***** Information given *****

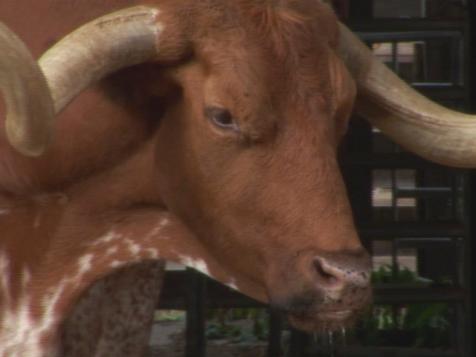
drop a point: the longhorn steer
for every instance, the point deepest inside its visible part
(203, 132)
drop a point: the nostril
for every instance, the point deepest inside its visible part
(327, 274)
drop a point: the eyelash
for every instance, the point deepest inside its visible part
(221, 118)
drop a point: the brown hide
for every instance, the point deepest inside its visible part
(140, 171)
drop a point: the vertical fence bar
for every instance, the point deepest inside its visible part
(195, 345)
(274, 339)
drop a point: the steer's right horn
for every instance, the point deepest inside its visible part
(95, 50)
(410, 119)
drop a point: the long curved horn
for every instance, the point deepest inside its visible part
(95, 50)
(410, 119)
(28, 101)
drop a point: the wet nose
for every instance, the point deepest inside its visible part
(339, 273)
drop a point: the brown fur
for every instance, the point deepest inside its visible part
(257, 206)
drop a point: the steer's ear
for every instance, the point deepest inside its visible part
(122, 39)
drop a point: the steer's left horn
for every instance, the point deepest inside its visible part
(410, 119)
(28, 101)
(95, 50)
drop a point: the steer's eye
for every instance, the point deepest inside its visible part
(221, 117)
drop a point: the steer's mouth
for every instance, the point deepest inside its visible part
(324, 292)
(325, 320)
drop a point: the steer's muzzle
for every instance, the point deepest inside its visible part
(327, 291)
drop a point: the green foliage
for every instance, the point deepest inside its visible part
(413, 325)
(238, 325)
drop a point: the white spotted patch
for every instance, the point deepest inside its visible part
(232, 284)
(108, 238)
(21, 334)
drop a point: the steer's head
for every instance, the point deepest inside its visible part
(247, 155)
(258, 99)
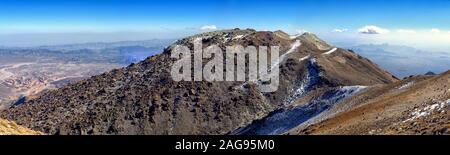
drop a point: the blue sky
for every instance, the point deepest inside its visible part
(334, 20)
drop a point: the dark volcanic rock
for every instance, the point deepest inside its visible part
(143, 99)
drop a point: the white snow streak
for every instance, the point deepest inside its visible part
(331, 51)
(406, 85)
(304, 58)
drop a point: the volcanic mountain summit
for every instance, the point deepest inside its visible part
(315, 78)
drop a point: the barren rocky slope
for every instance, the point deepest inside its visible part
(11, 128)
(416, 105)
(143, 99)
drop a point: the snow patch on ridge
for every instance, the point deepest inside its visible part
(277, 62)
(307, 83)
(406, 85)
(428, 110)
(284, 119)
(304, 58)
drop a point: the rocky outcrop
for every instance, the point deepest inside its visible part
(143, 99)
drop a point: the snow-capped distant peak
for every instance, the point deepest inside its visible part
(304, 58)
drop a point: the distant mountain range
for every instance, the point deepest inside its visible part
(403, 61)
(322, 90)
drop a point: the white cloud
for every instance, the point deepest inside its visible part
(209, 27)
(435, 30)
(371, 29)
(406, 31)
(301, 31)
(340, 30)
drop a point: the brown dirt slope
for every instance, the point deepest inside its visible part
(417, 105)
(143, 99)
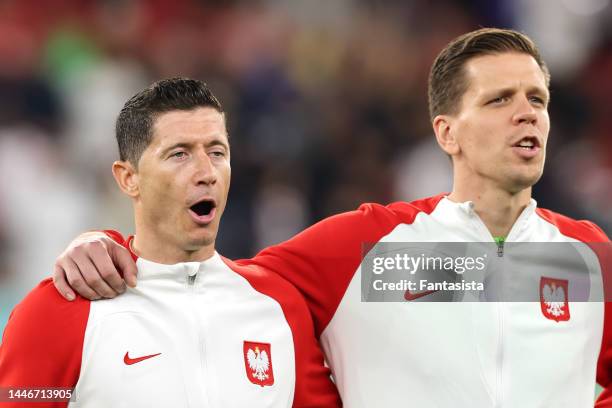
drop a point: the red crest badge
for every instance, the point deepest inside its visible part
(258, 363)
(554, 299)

*****
***** Information given *****

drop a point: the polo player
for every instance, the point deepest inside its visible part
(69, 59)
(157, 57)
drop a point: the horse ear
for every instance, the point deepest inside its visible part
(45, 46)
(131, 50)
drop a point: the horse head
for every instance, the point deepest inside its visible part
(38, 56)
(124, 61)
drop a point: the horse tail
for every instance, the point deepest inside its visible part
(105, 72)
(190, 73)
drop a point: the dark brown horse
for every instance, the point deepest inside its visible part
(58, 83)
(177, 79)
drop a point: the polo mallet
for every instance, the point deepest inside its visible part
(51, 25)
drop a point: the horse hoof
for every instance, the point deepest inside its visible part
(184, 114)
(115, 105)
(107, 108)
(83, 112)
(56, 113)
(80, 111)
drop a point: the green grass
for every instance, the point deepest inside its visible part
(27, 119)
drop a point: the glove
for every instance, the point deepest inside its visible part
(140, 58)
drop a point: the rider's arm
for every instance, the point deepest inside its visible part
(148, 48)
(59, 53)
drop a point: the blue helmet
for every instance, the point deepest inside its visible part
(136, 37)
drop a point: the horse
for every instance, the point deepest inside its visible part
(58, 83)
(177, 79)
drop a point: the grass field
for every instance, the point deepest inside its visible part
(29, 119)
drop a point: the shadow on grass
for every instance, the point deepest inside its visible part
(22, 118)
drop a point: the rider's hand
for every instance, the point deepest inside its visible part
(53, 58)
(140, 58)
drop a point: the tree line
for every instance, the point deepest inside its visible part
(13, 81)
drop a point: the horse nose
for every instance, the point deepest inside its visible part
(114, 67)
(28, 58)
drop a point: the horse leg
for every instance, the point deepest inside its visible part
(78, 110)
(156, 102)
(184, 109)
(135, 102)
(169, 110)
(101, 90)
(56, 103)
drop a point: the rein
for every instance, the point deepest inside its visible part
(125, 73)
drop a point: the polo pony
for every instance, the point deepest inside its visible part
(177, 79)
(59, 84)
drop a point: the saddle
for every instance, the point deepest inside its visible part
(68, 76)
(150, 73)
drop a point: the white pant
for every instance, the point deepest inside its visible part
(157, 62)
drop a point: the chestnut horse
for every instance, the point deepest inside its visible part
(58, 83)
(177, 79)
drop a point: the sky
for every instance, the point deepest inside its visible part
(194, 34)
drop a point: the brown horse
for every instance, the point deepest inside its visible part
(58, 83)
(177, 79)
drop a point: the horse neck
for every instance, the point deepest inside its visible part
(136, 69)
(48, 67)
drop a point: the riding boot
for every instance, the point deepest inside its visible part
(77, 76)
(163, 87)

*****
***** Information given *****

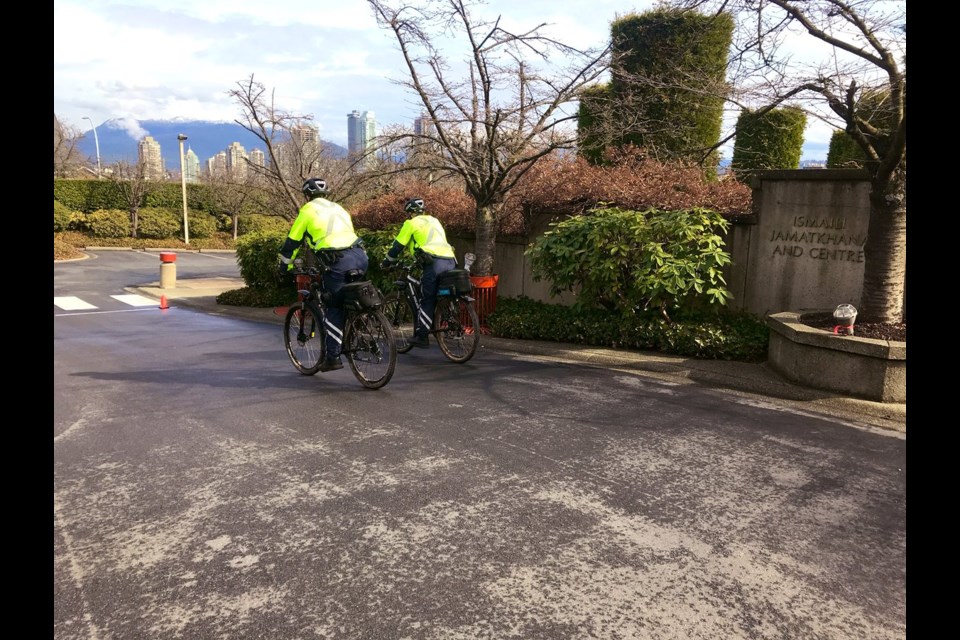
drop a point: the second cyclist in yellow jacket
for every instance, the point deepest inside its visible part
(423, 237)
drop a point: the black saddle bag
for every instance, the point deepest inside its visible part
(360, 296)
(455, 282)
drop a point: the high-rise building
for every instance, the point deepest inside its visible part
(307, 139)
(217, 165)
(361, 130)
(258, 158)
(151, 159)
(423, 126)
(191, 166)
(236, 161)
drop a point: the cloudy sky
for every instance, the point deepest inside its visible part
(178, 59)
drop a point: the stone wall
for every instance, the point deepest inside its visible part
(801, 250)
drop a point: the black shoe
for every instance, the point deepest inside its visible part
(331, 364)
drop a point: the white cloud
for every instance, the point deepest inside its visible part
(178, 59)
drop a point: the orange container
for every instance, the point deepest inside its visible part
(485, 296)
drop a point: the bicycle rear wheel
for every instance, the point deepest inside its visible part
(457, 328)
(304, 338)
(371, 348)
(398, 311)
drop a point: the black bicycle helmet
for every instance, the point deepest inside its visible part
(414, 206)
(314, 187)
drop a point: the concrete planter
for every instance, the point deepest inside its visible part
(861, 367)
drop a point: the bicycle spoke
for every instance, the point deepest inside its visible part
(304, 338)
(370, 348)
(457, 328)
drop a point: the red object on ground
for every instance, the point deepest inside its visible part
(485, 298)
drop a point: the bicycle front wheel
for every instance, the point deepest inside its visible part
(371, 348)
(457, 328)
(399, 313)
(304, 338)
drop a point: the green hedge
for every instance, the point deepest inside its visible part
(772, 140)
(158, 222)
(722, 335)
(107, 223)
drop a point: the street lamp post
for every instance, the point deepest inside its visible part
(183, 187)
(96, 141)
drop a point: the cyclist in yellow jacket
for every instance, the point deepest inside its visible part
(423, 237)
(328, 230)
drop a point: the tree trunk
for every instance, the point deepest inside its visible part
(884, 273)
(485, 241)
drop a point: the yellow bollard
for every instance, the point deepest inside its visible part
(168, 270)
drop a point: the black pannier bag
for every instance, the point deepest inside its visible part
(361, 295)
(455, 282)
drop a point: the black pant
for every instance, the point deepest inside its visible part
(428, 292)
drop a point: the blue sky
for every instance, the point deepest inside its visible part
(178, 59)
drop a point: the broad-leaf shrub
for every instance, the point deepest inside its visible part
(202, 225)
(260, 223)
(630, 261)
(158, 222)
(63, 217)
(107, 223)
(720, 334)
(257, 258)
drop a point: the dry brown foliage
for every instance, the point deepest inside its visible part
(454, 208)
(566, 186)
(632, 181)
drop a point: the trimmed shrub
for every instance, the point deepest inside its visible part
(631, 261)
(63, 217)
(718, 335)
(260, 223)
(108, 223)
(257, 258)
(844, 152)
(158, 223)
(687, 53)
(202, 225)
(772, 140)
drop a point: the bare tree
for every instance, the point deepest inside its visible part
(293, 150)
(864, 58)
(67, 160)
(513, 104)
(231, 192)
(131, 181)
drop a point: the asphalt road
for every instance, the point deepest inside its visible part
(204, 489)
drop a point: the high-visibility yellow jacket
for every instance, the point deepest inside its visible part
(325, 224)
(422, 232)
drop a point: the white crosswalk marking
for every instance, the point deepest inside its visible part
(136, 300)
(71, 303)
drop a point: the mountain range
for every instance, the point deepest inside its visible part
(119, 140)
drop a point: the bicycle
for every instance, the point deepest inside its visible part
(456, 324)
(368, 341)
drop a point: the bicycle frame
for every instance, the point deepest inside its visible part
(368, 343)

*****

§ **Instructions to follow**:
Count the rows above that contain the word "dark", treating case as significant, and state only that number.

§ **Written response**:
2